** Opening Data provided block **

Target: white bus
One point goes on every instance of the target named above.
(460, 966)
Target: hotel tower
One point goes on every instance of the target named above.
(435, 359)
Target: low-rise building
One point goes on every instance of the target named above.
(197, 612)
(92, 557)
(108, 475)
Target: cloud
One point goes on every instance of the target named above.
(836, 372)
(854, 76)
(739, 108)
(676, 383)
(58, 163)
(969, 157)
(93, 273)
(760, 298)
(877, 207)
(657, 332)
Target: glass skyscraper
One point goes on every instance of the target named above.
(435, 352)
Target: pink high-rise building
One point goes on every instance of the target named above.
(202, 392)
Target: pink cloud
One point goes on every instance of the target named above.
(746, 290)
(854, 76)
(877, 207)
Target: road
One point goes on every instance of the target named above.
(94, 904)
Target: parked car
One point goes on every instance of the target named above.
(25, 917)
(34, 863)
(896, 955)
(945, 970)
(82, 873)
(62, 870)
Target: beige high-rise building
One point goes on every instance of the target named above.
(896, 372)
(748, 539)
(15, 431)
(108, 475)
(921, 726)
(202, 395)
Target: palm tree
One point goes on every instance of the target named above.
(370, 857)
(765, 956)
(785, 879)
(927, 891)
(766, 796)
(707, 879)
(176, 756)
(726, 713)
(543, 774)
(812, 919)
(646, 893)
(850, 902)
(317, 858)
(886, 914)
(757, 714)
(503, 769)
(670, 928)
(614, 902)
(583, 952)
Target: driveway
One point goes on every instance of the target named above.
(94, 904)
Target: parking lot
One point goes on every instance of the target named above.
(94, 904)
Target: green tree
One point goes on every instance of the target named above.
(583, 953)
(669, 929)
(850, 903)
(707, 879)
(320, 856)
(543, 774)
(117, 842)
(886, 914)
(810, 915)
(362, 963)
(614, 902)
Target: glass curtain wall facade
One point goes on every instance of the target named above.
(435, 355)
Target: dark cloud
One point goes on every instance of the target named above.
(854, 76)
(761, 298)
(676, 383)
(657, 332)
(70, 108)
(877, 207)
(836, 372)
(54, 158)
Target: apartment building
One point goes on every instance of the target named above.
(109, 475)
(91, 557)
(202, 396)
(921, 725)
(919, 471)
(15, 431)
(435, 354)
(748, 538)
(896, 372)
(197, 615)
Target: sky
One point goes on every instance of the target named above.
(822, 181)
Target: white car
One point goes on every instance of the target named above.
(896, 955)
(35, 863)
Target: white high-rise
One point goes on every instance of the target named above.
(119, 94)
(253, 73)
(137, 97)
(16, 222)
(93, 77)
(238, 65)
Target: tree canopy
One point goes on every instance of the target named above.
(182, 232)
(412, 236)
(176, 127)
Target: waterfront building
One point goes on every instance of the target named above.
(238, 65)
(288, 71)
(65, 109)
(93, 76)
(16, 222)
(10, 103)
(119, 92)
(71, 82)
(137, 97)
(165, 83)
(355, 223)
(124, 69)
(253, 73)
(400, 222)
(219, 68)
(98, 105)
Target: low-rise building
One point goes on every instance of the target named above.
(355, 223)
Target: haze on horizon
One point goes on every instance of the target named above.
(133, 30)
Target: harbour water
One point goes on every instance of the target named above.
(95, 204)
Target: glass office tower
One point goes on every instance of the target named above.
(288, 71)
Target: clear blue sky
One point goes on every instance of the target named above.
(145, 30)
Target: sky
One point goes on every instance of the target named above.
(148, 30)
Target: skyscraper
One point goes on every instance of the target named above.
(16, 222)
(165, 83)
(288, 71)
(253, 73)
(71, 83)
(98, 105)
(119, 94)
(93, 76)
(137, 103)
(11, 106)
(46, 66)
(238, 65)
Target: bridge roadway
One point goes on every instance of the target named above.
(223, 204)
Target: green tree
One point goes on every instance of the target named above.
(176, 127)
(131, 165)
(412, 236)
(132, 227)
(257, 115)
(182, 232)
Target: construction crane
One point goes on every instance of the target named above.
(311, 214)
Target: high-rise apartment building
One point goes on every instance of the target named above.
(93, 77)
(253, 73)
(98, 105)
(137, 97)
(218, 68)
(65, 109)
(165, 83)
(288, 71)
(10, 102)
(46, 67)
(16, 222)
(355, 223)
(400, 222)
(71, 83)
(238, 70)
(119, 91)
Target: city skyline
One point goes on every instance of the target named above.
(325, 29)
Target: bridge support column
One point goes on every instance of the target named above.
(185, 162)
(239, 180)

** Closing Data provided block **

Only lines with the word "high" are wanted; pull each of them from the records.

Target: pink high-rise building
Target: beige high-rise building
Target: white high-rise
Target: high-rise apartment building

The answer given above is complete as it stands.